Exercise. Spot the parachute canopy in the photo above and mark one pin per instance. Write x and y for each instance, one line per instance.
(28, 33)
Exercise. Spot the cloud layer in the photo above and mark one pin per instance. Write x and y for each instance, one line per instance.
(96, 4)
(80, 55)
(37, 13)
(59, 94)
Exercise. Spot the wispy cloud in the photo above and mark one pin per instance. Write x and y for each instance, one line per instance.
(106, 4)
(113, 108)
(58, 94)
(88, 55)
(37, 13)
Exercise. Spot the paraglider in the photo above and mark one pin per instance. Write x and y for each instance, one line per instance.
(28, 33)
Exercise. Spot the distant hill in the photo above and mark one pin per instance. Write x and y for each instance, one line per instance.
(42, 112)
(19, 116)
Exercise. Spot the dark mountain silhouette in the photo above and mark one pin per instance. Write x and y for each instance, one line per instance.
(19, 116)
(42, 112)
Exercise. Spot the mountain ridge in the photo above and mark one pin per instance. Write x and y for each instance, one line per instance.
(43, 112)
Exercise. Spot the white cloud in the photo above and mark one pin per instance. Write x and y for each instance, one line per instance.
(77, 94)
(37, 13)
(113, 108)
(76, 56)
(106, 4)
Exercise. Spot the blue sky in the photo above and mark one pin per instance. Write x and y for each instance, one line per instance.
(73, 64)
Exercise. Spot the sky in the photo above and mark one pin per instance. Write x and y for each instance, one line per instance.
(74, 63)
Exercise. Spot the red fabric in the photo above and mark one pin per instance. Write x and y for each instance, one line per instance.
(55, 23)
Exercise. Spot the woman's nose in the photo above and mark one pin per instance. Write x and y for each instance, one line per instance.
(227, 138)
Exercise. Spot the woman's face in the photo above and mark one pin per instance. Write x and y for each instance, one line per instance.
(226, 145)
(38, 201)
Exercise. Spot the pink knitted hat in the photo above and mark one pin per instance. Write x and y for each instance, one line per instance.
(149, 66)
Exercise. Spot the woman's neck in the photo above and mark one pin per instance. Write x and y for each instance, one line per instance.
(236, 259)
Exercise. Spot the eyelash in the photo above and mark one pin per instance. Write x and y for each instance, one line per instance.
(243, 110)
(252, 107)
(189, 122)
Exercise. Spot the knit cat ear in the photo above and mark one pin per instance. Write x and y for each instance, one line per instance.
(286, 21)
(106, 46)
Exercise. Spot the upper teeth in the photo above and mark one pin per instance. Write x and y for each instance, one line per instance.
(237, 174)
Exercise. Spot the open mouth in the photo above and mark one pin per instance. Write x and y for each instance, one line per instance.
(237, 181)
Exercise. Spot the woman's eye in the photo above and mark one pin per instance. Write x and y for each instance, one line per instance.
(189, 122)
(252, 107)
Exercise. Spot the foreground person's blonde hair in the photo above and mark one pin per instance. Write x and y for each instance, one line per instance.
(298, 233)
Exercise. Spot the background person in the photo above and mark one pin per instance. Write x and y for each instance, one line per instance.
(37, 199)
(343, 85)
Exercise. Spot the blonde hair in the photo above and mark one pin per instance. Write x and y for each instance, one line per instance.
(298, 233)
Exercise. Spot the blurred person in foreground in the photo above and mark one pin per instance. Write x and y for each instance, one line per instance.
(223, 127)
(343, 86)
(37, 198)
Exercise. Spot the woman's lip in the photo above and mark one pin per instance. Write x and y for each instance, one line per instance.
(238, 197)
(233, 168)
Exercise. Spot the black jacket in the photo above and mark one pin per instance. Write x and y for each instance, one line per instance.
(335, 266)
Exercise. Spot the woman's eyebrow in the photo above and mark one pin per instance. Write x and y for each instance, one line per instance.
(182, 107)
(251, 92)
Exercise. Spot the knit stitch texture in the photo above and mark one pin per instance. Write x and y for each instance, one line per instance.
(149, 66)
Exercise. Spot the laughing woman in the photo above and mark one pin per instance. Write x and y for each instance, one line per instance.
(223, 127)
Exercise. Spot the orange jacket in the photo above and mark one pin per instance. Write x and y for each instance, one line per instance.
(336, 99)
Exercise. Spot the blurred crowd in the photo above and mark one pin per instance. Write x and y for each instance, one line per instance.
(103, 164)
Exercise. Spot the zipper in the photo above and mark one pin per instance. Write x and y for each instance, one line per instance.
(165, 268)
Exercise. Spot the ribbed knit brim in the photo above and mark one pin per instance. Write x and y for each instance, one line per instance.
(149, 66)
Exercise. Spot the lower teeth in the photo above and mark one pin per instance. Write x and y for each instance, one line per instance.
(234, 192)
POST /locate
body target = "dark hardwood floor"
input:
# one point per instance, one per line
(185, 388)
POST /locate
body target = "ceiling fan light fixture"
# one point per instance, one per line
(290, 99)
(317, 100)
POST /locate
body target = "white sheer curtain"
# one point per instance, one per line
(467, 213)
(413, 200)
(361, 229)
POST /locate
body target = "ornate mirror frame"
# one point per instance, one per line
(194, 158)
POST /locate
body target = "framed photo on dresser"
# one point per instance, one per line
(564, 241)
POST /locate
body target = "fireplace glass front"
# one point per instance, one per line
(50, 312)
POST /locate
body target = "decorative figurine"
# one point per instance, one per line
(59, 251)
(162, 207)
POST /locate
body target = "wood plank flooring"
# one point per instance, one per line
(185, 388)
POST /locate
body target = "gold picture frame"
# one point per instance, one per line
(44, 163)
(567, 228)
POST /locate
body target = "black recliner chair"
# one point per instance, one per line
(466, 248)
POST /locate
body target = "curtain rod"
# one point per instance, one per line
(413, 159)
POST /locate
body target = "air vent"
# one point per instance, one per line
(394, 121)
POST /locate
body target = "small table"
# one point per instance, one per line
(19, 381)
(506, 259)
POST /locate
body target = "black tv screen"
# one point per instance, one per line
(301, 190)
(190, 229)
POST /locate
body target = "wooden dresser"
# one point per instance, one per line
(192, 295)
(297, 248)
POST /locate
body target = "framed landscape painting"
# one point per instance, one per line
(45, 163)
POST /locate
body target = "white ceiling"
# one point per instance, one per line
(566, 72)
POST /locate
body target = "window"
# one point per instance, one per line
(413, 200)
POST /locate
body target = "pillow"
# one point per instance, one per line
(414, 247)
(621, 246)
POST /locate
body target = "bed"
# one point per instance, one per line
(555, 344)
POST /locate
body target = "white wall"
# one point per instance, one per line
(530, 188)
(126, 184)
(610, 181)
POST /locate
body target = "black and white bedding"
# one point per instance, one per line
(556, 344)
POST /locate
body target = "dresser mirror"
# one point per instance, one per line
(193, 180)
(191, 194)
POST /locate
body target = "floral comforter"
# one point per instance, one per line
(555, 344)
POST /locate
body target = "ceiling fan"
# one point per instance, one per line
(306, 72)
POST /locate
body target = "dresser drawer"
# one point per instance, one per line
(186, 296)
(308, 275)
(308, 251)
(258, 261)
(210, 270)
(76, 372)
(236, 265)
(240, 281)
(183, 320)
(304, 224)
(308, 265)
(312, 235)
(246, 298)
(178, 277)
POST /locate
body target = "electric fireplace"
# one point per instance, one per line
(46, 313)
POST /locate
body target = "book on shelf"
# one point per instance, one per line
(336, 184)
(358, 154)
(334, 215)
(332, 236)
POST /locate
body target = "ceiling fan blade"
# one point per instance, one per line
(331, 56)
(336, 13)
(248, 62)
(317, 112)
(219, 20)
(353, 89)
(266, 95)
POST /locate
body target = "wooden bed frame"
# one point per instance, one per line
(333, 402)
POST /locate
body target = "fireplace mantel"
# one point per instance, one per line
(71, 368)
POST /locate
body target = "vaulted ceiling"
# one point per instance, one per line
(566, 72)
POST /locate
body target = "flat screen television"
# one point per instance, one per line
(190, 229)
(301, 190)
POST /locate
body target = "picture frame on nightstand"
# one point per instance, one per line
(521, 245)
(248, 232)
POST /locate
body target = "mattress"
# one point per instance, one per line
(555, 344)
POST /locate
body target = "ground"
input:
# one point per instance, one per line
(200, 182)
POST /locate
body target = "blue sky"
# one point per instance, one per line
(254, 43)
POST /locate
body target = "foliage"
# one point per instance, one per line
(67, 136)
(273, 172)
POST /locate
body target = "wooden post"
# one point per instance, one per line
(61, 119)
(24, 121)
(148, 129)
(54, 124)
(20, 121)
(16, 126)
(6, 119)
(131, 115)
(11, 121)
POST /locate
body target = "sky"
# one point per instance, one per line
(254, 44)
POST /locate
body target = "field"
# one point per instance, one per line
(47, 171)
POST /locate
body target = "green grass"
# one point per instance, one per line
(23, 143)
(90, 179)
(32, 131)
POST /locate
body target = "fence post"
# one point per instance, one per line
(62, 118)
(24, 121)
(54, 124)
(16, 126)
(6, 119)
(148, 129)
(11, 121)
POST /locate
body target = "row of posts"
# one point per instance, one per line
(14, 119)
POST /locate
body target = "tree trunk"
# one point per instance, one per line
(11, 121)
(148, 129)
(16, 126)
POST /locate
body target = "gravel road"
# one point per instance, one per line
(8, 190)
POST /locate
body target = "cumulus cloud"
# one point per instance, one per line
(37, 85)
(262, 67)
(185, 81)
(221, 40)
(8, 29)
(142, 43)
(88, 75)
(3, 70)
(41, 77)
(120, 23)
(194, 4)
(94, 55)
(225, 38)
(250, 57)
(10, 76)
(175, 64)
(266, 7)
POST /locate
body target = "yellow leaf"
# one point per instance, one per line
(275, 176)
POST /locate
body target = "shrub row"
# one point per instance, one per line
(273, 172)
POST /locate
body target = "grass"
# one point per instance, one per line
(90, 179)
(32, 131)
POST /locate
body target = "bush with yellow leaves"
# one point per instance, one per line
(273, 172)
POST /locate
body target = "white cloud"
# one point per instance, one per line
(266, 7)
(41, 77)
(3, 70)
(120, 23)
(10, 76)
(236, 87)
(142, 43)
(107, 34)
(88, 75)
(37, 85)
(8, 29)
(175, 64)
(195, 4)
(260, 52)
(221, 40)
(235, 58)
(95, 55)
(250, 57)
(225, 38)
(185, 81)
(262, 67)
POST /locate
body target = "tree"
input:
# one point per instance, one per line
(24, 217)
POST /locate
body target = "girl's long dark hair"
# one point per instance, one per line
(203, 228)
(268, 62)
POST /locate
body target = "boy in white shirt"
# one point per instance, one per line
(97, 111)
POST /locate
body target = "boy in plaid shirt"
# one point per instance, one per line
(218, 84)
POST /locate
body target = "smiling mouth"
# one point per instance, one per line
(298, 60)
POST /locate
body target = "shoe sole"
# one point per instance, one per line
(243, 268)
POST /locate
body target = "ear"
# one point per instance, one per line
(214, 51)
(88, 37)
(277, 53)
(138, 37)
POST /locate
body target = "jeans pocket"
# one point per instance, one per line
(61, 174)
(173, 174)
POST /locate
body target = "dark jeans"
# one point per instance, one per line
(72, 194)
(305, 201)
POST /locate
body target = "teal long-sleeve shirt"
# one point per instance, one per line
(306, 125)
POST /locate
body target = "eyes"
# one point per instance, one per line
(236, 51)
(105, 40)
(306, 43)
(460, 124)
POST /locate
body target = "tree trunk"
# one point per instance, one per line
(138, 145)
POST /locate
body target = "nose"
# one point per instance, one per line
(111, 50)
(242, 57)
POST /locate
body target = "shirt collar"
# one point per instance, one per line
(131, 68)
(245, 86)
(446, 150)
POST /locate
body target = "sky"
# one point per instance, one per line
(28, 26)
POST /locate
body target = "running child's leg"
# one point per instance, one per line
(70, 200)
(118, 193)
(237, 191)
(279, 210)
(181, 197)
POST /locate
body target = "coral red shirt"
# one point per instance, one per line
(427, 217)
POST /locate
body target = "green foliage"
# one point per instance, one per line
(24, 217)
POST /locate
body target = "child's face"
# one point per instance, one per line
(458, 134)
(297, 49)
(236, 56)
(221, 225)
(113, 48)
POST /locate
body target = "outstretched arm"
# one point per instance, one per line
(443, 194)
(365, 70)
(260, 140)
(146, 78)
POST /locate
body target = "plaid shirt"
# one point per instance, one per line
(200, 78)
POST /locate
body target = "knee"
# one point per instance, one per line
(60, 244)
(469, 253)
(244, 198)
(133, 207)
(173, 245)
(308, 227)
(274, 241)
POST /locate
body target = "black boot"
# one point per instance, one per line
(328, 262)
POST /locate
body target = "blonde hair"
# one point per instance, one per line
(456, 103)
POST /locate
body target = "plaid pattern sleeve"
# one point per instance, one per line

● ● ● ●

◆ Instructions for the task:
Copy every line in the records above that contains the word "sleeve".

◆ Your response:
body target = "teal long-sleeve shirt"
body target = "plaid pattern sleeve"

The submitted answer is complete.